Saved entries
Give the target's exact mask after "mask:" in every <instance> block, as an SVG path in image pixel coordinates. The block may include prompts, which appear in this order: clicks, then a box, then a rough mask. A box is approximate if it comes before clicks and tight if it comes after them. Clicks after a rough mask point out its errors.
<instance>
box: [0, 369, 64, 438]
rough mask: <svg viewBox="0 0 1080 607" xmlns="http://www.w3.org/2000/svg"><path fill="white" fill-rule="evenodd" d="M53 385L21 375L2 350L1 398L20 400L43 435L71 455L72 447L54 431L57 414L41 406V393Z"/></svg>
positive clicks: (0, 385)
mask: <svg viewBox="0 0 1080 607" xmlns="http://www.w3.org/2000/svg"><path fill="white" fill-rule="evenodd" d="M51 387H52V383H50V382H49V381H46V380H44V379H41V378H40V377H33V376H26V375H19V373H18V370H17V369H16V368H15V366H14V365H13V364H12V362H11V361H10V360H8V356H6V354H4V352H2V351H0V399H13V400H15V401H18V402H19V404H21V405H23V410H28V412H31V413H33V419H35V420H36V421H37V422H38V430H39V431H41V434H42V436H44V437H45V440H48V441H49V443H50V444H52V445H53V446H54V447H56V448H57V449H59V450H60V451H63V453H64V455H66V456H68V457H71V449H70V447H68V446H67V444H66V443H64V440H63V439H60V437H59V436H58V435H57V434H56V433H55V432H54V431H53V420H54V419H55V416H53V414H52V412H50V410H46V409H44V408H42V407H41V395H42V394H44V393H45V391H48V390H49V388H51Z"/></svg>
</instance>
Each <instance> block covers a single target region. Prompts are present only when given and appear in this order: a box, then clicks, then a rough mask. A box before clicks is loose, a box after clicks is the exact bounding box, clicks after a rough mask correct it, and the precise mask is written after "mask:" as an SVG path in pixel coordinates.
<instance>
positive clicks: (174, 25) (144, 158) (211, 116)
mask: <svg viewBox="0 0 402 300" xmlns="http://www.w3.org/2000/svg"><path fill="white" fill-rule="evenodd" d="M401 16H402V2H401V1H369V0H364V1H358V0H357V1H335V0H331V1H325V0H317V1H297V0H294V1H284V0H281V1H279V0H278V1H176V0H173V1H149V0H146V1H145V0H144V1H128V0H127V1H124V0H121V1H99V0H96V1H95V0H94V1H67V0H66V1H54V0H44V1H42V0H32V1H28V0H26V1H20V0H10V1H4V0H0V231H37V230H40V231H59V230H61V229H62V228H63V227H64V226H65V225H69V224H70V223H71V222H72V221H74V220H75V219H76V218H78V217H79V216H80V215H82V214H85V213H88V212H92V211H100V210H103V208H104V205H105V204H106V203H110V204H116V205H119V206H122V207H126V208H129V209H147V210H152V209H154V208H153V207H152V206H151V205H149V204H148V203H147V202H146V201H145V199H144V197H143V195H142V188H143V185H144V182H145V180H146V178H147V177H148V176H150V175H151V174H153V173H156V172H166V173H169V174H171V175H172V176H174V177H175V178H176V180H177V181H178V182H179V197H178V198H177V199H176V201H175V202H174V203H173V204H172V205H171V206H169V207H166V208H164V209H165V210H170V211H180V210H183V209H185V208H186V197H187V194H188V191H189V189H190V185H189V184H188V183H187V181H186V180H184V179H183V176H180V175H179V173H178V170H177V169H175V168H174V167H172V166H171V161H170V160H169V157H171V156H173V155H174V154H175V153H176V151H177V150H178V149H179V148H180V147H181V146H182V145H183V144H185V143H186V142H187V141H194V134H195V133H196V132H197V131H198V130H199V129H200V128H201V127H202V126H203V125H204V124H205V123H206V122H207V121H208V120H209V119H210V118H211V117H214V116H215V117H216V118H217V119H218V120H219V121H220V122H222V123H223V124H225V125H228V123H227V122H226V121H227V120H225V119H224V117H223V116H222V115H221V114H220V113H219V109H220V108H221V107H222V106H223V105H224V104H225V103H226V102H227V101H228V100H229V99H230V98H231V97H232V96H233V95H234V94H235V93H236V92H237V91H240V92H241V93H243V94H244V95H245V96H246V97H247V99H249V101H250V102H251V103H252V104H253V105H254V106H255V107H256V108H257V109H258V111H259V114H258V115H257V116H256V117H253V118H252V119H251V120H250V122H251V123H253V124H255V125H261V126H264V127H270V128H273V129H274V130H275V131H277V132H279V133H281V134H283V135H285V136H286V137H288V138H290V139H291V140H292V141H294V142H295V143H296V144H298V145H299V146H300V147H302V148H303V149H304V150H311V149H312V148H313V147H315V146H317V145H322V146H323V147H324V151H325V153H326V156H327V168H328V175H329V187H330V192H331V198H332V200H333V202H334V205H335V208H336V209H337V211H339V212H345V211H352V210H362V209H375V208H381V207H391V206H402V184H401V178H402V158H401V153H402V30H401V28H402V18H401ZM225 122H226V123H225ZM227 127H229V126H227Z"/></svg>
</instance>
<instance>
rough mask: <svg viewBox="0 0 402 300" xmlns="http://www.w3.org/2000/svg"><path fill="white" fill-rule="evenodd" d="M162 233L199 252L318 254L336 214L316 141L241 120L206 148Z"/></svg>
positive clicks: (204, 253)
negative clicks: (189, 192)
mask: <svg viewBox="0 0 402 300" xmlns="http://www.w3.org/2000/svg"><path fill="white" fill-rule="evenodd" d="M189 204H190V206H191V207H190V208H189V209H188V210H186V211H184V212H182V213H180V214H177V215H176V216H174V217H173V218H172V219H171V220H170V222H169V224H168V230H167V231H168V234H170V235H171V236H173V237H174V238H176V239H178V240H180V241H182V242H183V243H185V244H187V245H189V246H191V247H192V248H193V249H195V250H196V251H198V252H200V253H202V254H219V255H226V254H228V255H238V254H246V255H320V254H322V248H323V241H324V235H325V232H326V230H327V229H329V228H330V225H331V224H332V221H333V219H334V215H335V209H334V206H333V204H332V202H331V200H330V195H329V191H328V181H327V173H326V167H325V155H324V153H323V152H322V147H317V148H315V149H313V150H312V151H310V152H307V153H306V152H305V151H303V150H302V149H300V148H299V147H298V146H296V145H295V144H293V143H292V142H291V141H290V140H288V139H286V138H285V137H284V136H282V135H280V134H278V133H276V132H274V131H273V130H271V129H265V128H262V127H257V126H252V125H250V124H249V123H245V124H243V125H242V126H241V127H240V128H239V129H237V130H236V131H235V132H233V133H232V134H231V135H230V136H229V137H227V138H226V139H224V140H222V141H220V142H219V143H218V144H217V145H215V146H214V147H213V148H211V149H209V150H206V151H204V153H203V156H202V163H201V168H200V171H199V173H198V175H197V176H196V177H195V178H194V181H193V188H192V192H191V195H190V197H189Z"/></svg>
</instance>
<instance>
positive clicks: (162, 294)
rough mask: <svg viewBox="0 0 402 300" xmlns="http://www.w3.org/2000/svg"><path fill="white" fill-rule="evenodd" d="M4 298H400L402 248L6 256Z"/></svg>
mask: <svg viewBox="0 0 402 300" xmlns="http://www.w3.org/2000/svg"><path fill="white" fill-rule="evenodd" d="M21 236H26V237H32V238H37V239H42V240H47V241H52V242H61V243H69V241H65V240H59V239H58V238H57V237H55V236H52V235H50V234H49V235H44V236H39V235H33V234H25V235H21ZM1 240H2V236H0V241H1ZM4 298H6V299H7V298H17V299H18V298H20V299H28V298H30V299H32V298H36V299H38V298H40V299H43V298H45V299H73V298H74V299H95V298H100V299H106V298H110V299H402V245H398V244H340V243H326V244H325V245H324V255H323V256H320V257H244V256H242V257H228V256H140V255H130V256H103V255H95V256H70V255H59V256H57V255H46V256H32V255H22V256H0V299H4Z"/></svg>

▶ WORK ITEM:
Take the entries above and copy them out exactly.

▶ FINAL ANSWER:
Give the target's exact mask after "mask:" in every <instance> block, as an SVG path in image pixel coordinates. The block may include prompts, which appear in this order: clicks, then a box, then a rough mask. A box is approximate if it comes before clicks and tight if it comes after them. Clicks after a rough mask point out its errors.
<instance>
box: [0, 369, 64, 438]
rough mask: <svg viewBox="0 0 1080 607" xmlns="http://www.w3.org/2000/svg"><path fill="white" fill-rule="evenodd" d="M53 385L21 375L2 350L1 398L20 400L43 435L71 455L72 447L54 431L57 414L41 406V393Z"/></svg>
positive clicks: (0, 385)
mask: <svg viewBox="0 0 1080 607" xmlns="http://www.w3.org/2000/svg"><path fill="white" fill-rule="evenodd" d="M51 387H52V383H50V382H49V381H46V380H44V379H41V378H40V377H33V376H26V375H19V373H18V370H17V369H16V368H15V366H14V365H13V364H12V362H11V361H10V360H8V356H6V354H4V352H2V351H0V399H13V400H15V401H18V402H19V404H21V405H23V410H28V412H31V413H33V419H35V420H36V421H37V422H38V430H39V431H41V434H42V436H44V437H45V440H48V441H49V443H50V444H52V445H53V446H54V447H56V448H57V449H59V450H60V451H63V453H64V455H66V456H68V457H71V449H70V447H68V446H67V444H66V443H64V440H63V439H60V437H59V436H58V435H57V434H56V433H55V432H54V431H53V420H54V419H55V416H53V414H52V412H50V410H46V409H44V408H42V407H41V395H42V394H44V393H45V391H48V390H49V388H51Z"/></svg>
</instance>
Each <instance> block covers a single target region. Prompts are present only when given and appear in this order: a box, then clicks, then a rough mask. A box before clicks is loose, a box after clicks is the exact bounding box, clicks after a rough mask correct it, and the precise mask is written after "mask:" as an SVG path in pixel coordinates.
<instance>
positive clicks: (174, 25) (144, 158) (211, 116)
mask: <svg viewBox="0 0 402 300" xmlns="http://www.w3.org/2000/svg"><path fill="white" fill-rule="evenodd" d="M401 16H402V2H401V1H369V0H364V1H358V0H357V1H335V0H331V1H325V0H317V1H297V0H294V1H284V0H281V1H279V0H278V1H176V0H173V1H149V0H146V1H145V0H144V1H128V0H127V1H124V0H121V1H99V0H96V1H95V0H94V1H67V0H66V1H54V0H44V1H42V0H32V1H28V0H26V1H20V0H10V1H4V0H0V231H37V230H40V231H59V230H61V229H62V228H63V227H64V226H65V225H69V224H70V223H71V222H72V221H74V220H75V219H76V218H78V217H79V216H80V215H82V214H85V213H88V212H92V211H100V210H103V208H104V205H105V204H106V203H110V204H116V205H119V206H122V207H126V208H129V209H147V210H152V209H154V208H153V207H152V206H151V205H149V204H148V203H147V202H146V201H145V199H144V197H143V195H142V188H143V185H144V182H145V180H146V178H147V177H148V176H150V175H151V174H153V173H156V172H166V173H169V174H171V175H172V176H174V177H175V178H176V180H177V181H178V182H179V197H178V198H177V199H176V201H175V202H174V203H173V204H172V205H171V206H169V207H166V208H164V209H165V210H170V211H180V210H183V209H185V208H186V197H187V194H188V191H189V189H190V185H189V184H188V183H187V181H186V180H184V179H183V176H180V175H179V173H178V170H177V169H175V168H174V167H172V166H171V161H170V160H169V157H171V156H173V155H174V154H175V153H176V151H177V150H178V149H179V148H180V147H181V146H182V145H183V144H185V143H186V142H187V141H194V134H195V133H196V132H197V131H198V130H199V129H200V128H201V127H202V126H203V125H204V124H205V123H206V122H207V121H208V120H209V119H210V118H211V117H214V116H215V117H216V118H217V119H218V120H219V121H220V122H222V123H223V124H225V125H228V123H227V122H226V121H227V120H225V119H224V117H223V116H222V115H221V114H220V113H219V109H220V108H221V107H222V106H223V105H224V104H225V103H226V102H227V101H228V100H229V99H230V98H231V97H232V96H233V95H234V94H235V93H236V92H237V91H240V92H241V93H243V94H244V95H245V96H246V97H247V99H249V101H250V102H251V103H252V104H253V105H254V106H255V107H256V108H257V109H258V111H259V114H258V115H257V116H256V117H253V118H252V119H251V120H250V122H251V123H253V124H255V125H261V126H264V127H270V128H273V129H274V130H275V131H277V132H279V133H281V134H283V135H285V136H286V137H288V138H290V139H291V140H292V141H294V142H295V143H296V144H298V145H299V146H300V147H302V148H303V149H304V150H311V149H312V148H313V147H315V146H317V145H322V146H323V147H324V151H325V153H326V156H327V168H328V175H329V187H330V192H331V198H332V200H333V202H334V205H335V208H336V209H337V211H339V212H345V211H352V210H362V209H375V208H381V207H391V206H402V184H401V178H402V158H401V153H402V30H401V28H402V18H401ZM225 122H226V123H225ZM227 127H229V126H227Z"/></svg>
</instance>
<instance>
rough mask: <svg viewBox="0 0 402 300" xmlns="http://www.w3.org/2000/svg"><path fill="white" fill-rule="evenodd" d="M162 233L199 252L318 254L336 214L316 141L241 120L206 148Z"/></svg>
positive clicks: (204, 253)
negative clicks: (189, 192)
mask: <svg viewBox="0 0 402 300" xmlns="http://www.w3.org/2000/svg"><path fill="white" fill-rule="evenodd" d="M189 204H190V206H191V207H190V208H189V209H188V210H186V211H184V212H182V213H180V214H177V215H176V216H174V217H173V218H172V219H171V220H170V222H169V224H168V230H167V231H168V234H170V235H171V236H173V237H174V238H176V239H178V240H180V241H182V242H183V243H185V244H187V245H189V246H191V247H192V248H193V249H195V250H196V251H198V252H200V253H202V254H219V255H226V254H228V255H238V254H246V255H320V254H322V248H323V241H324V235H325V232H326V230H327V229H329V228H330V225H331V224H332V221H333V219H334V215H335V209H334V206H333V204H332V202H331V200H330V195H329V191H328V181H327V173H326V167H325V155H324V153H323V152H322V147H317V148H315V149H313V150H312V151H310V152H307V153H306V152H305V151H303V150H302V149H300V148H299V147H298V146H296V145H295V144H293V143H292V142H291V141H290V140H288V139H286V138H285V137H284V136H282V135H280V134H278V133H276V132H274V131H273V130H271V129H265V128H262V127H257V126H252V125H250V124H249V123H245V124H243V125H242V126H241V127H240V128H239V129H237V130H236V131H235V132H233V133H232V134H231V135H230V136H229V137H227V138H226V139H224V140H222V141H220V142H219V143H218V144H217V145H215V146H214V147H213V148H211V149H209V150H206V151H204V153H203V156H202V163H201V168H200V171H199V173H198V175H197V176H196V177H195V178H194V181H193V188H192V192H191V195H190V197H189Z"/></svg>
</instance>
<instance>
positive clicks: (162, 294)
rough mask: <svg viewBox="0 0 402 300" xmlns="http://www.w3.org/2000/svg"><path fill="white" fill-rule="evenodd" d="M4 298H400L402 248L6 256Z"/></svg>
mask: <svg viewBox="0 0 402 300" xmlns="http://www.w3.org/2000/svg"><path fill="white" fill-rule="evenodd" d="M21 236H26V237H32V238H37V239H42V240H47V241H52V242H61V243H69V241H65V240H59V239H58V238H57V237H55V236H52V235H50V234H49V235H44V236H39V235H33V234H25V235H21ZM1 240H2V236H0V241H1ZM4 298H6V299H7V298H17V299H18V298H20V299H28V298H30V299H32V298H36V299H38V298H40V299H43V298H45V299H73V298H74V299H95V298H100V299H106V298H110V299H402V245H398V244H340V243H326V244H325V245H324V255H323V256H320V257H244V256H242V257H228V256H140V255H130V256H103V255H95V256H70V255H59V256H57V255H46V256H32V255H22V256H0V299H4Z"/></svg>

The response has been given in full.